BEGIN PASSAGE

How to encourage and incentivise the right kind of innovation? Innovation for innovation’s sake isn’t necessarily valuable or even particularly beneficial.

To put it another way, not all innovations are created equally – so can government-backed incentives encourage innovations that are actually useful and of high quality?

In 2006 the Chinese government launched a nationwide campaign to develop an “innovation-oriented” society, aimed at moving China’s economy from being a manufacturing powerhouse to the next stage of value creation.

Increasing spending on research and development (R&D), rapid advances in technology and China’s growing linkages with other global economies were all factors that would help to support this effort.

In order to spur the process along, the government campaign introduced an incentives policy to reward domestic Chinese firms for indigenous innovation, based on the number of patents they produced.

The result has been a surge in Chinese patenting. Data from the World Intellectual Property Organization (WIPO) showed that by 2012, China had overtaken the US in terms of the total number of patents filed domestically.

But how novel are these innovations?

In a study published in the Academy of Management Journal[1] we found that for Chinese state-owned firms in particular, the sharp increase in quantity of patents resulting from the policy actually led to a reduction in quality of the patents.

This puts into question the effectiveness of government or state-led efforts to promote innovation through such incentives.

For our study we looked at data between 2000 and 2012 on all Chinese domestic patents and the governance information of publicly listed state-owned firms. This covered the period for six years before and six years after the innovation incentives policy was introduced.

In particular, we wanted to focus on how the corporate governance of different firms affected their production of patents in response to the government’s pro-innovation incentives.

What we found was that whilst the total number of patents produced by firms increased sharply after the 2006 policy change, significant variations emerged between firms.

Drilling deeper we found that the firms that suffered most from personal interests produced the largest numbers of patents but with the least novelty, comparing the periods after and before the policy change.

[1] Jia, N., Huang, K.G.* and Zhang, C.M. (2019). Public governance, corporate governance and firm innovation: An examination of state-owned enterprises. Academy of Management Journal, 62(1): 220-247.

END PASSAGE

• STATED EXERCISE A: Turn everything in the listing, from the line containing "Target: plate of spaghetti" down to the end of the listing, into a Markdown table with the columns No. and Line, one row per line, leaving out blank lines.

BEGIN RECORDS FOR PROCESSING

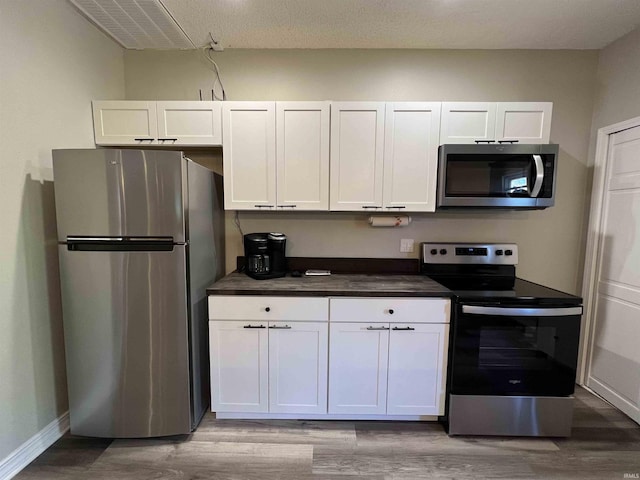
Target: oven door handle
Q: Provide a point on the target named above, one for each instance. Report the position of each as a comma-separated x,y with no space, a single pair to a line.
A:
521,312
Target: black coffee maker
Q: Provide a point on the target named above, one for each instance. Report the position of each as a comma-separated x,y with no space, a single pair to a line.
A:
264,255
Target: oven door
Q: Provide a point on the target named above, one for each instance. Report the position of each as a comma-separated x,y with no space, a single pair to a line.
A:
503,176
515,351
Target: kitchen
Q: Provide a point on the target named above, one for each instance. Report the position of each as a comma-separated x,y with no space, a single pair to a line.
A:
584,86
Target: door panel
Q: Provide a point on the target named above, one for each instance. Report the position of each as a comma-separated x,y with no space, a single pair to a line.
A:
239,366
298,367
125,323
358,368
112,193
614,359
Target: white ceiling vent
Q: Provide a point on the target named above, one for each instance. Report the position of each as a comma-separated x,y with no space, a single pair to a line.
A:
136,24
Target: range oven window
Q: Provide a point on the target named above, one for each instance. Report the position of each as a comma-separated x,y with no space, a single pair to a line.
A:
515,355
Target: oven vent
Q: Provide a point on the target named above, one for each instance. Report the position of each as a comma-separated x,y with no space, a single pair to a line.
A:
136,24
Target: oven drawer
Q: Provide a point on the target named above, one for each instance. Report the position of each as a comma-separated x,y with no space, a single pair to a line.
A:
390,310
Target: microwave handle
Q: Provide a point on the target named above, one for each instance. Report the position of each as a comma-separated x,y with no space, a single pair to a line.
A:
537,185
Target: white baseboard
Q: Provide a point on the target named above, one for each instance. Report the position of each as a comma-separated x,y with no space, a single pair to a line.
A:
29,450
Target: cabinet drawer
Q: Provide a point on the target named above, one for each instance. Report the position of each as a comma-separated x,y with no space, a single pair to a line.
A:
240,307
390,309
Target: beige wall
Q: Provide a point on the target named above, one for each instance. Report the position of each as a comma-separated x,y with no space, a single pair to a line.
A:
53,64
549,240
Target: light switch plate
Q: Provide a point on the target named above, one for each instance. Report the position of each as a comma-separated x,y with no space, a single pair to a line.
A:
406,245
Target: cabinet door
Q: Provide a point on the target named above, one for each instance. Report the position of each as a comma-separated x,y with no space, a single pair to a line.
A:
298,367
248,139
526,122
239,366
466,122
412,134
125,123
302,147
417,369
189,123
358,368
357,138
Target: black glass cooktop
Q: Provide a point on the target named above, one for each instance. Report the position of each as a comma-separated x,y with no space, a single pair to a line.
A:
506,291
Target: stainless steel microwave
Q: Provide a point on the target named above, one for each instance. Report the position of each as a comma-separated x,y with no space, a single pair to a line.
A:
497,176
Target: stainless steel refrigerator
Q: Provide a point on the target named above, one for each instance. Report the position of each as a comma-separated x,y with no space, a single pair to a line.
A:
140,238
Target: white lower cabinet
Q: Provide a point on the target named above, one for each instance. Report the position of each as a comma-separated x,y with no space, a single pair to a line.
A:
239,366
298,367
376,356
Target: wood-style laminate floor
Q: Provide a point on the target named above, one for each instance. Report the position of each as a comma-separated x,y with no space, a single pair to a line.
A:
605,444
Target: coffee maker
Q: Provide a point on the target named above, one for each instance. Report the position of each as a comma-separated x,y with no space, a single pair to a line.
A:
264,255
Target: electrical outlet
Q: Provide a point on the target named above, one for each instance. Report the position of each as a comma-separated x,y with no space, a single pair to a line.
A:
406,245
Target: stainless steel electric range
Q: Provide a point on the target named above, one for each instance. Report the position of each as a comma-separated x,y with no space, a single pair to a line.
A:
514,343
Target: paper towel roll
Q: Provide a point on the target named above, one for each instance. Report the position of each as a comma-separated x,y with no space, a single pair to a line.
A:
390,221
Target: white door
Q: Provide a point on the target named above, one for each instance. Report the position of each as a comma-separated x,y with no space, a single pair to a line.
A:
125,123
298,367
412,132
466,122
357,140
358,368
189,123
614,370
302,147
249,143
239,366
526,122
417,369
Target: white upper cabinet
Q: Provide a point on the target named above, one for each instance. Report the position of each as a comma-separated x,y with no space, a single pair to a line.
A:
189,123
522,122
125,123
412,132
302,146
466,122
157,123
276,155
249,143
357,139
527,122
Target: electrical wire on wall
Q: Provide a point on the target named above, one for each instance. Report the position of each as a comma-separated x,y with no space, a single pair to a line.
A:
207,52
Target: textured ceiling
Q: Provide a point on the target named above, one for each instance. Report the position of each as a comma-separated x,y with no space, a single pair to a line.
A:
484,24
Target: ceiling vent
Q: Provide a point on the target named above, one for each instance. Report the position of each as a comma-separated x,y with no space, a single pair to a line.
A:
136,24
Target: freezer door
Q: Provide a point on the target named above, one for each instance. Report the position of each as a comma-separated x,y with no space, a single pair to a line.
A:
126,338
119,193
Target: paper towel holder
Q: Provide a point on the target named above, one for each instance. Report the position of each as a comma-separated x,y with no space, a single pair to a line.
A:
389,221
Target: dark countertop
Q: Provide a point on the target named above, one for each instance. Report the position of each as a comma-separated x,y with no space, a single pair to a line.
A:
350,285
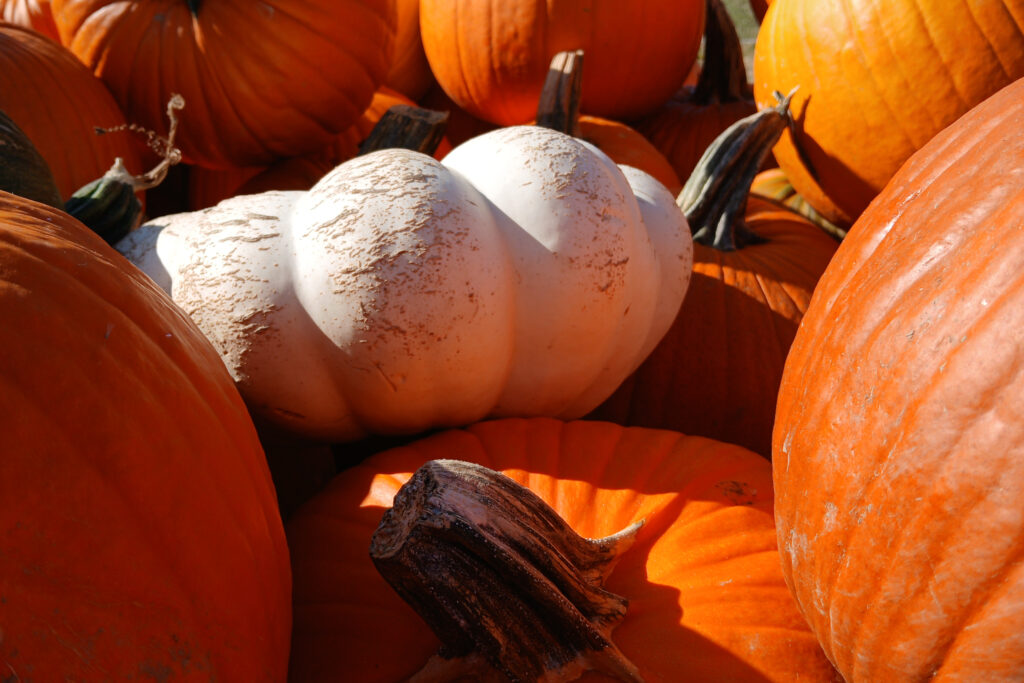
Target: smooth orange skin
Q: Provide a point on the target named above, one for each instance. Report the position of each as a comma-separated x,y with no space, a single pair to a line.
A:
34,14
707,602
410,73
261,80
899,441
58,103
208,186
625,144
717,371
877,80
682,130
139,529
492,56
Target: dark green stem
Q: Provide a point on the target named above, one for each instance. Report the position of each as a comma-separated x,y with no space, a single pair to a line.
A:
714,198
723,75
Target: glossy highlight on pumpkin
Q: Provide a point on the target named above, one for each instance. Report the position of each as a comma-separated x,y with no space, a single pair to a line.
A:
899,440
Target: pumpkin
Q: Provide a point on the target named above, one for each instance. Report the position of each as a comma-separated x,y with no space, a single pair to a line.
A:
140,532
898,444
359,307
491,56
558,109
759,7
772,183
876,84
716,373
58,104
707,600
251,100
34,14
683,127
410,73
208,186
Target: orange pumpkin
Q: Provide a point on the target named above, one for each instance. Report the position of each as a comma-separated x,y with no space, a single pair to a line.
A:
34,14
627,145
684,126
492,56
410,73
58,104
262,81
140,532
876,82
717,371
899,443
208,186
707,600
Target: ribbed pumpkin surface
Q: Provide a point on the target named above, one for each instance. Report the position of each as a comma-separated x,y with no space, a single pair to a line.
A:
707,600
492,56
878,79
30,13
899,442
261,80
58,103
717,371
140,535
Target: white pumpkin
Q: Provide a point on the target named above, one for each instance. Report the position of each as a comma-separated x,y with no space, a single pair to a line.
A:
527,274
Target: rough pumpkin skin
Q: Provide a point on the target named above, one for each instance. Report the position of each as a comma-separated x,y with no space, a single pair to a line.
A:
899,440
707,599
140,535
877,80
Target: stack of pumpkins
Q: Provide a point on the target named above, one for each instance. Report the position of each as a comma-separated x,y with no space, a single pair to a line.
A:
619,400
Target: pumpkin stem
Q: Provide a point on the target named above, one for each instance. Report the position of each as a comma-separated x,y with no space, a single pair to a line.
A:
507,586
714,198
109,205
558,107
407,128
723,75
24,171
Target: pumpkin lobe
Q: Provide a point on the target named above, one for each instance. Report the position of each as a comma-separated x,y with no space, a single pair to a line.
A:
504,582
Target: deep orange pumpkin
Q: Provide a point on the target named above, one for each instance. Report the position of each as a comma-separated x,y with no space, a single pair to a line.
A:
707,597
877,81
262,80
140,531
899,443
683,127
492,56
58,104
34,14
716,372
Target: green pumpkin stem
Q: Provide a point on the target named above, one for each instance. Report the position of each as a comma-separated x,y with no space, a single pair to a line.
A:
407,128
512,592
723,75
109,205
714,198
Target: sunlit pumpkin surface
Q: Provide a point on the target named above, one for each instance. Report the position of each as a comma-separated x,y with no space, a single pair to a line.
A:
707,597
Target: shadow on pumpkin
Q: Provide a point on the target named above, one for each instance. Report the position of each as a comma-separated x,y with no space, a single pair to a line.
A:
717,372
349,625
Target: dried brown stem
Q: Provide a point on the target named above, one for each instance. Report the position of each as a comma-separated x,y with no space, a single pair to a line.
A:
512,592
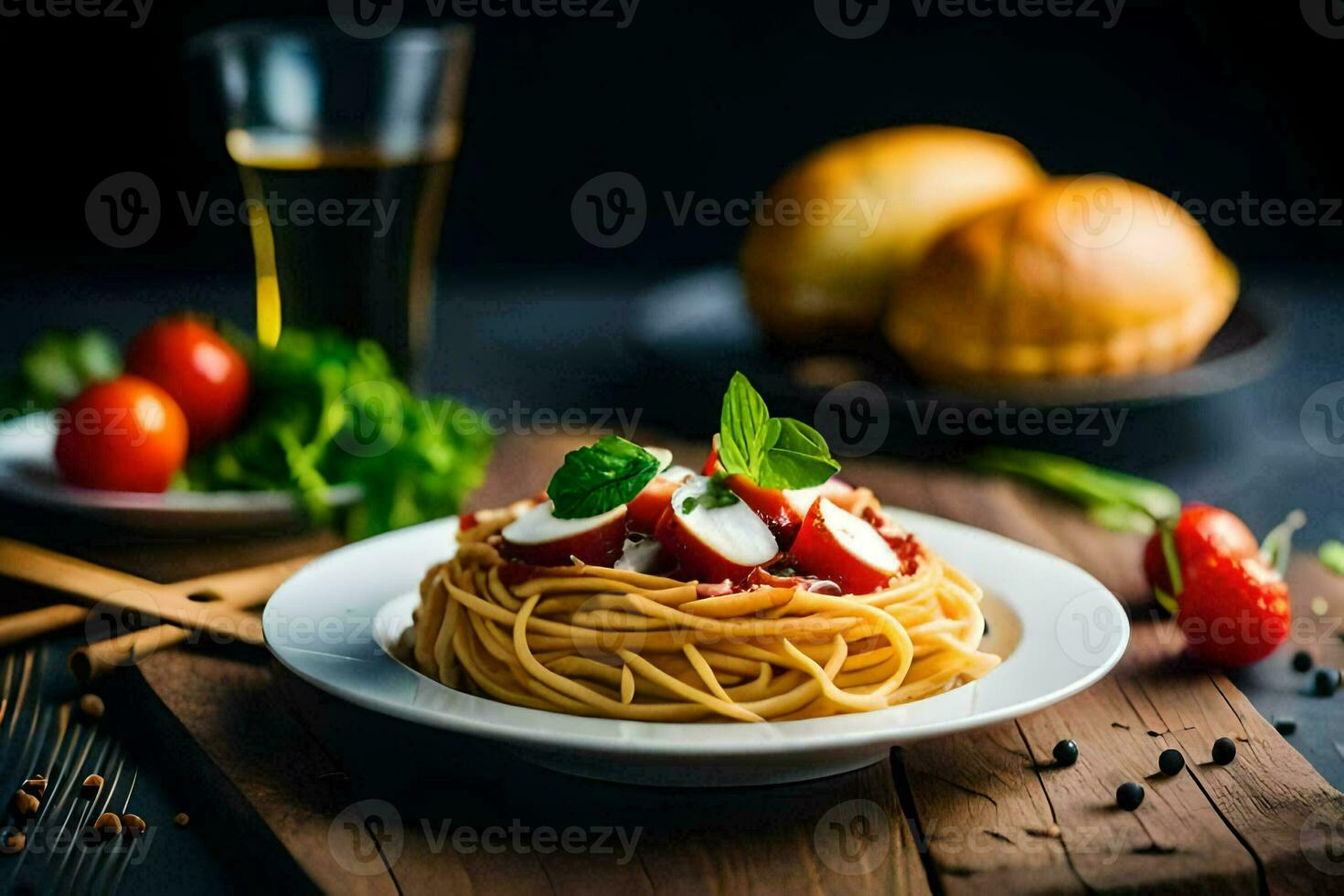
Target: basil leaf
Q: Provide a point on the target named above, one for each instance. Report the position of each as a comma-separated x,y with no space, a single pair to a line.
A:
717,493
1332,557
601,477
795,455
742,427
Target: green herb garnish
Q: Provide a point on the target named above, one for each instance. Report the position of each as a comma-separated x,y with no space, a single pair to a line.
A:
1115,500
325,411
58,366
1277,547
1332,557
717,493
601,477
773,452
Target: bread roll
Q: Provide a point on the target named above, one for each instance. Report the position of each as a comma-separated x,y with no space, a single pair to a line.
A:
1093,275
877,202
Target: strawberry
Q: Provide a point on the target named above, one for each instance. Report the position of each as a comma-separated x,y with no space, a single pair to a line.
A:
1200,529
1232,610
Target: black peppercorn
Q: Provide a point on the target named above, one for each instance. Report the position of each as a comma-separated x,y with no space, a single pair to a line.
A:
1066,752
1171,762
1129,795
1326,683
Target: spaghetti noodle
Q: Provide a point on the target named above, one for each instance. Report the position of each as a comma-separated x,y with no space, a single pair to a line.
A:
600,641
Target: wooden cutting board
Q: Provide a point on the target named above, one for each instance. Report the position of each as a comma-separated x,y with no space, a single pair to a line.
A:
265,756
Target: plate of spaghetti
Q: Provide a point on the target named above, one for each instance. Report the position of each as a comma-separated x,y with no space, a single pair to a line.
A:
755,621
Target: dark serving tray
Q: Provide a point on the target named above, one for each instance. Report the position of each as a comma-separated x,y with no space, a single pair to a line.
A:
699,329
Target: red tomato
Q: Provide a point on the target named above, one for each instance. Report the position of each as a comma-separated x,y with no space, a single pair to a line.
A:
125,435
199,368
1201,529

END RECORDS FOR PROCESSING

• STATED EXERCISE B: According to the passage on China's patent incentives, by what year had China overtaken the US in the total number of patents filed domestically?

• COMPLETE RESPONSE A:
| No. | Line |
|---|---|
| 1 | Target: plate of spaghetti |
| 2 | Q: Provide a point on the target named above, one for each instance. Report the position of each as a comma-separated x,y with no space, a single pair to a line. |
| 3 | A: |
| 4 | 755,621 |
| 5 | Target: dark serving tray |
| 6 | Q: Provide a point on the target named above, one for each instance. Report the position of each as a comma-separated x,y with no space, a single pair to a line. |
| 7 | A: |
| 8 | 699,329 |
| 9 | Target: red tomato |
| 10 | Q: Provide a point on the target named above, one for each instance. Report the position of each as a comma-separated x,y with no space, a single pair to a line. |
| 11 | A: |
| 12 | 125,435 |
| 13 | 199,368 |
| 14 | 1201,529 |

• COMPLETE RESPONSE B: By 2012.